**Dataset extract**
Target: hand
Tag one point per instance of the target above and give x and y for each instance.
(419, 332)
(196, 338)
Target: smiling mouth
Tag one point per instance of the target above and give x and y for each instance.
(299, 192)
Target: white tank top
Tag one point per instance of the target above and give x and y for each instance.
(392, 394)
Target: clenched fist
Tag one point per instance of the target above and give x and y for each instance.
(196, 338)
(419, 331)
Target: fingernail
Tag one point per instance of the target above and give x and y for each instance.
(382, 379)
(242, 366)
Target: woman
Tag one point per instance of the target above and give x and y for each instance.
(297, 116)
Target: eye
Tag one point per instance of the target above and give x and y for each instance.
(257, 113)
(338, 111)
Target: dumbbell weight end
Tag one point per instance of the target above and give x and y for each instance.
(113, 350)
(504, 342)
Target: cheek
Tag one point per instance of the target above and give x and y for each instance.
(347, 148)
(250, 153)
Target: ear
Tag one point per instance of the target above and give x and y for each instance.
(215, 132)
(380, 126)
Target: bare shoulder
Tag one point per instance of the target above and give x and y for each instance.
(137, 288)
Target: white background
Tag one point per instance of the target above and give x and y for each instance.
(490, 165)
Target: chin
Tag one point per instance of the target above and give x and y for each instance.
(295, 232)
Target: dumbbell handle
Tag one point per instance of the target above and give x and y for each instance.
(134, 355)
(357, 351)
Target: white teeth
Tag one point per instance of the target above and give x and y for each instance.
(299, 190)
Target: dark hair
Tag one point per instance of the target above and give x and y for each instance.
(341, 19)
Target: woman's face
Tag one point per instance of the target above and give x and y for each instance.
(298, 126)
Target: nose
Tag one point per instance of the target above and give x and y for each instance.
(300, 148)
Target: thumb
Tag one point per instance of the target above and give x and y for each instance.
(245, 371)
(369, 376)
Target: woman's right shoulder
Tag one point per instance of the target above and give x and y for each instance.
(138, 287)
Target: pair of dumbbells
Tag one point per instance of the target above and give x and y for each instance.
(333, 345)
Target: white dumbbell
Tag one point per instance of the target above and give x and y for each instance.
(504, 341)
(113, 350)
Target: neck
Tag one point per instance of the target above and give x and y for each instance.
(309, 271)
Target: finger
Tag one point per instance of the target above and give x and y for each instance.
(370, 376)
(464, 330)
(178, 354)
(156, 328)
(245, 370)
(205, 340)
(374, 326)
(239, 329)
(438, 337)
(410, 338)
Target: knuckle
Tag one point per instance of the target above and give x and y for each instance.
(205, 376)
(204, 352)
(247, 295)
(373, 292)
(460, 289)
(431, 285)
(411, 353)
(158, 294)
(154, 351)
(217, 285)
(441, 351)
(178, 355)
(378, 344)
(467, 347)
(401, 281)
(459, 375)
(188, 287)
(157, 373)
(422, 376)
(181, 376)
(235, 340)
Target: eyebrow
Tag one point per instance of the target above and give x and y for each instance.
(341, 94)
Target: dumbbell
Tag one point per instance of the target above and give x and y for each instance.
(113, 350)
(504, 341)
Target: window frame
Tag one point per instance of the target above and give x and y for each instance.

**Aim of the exercise**
The word is "white". Copy every line above where it appears.

**Task output**
Target: white tank top
Target: white background
Target: white teeth
Target: white dumbbell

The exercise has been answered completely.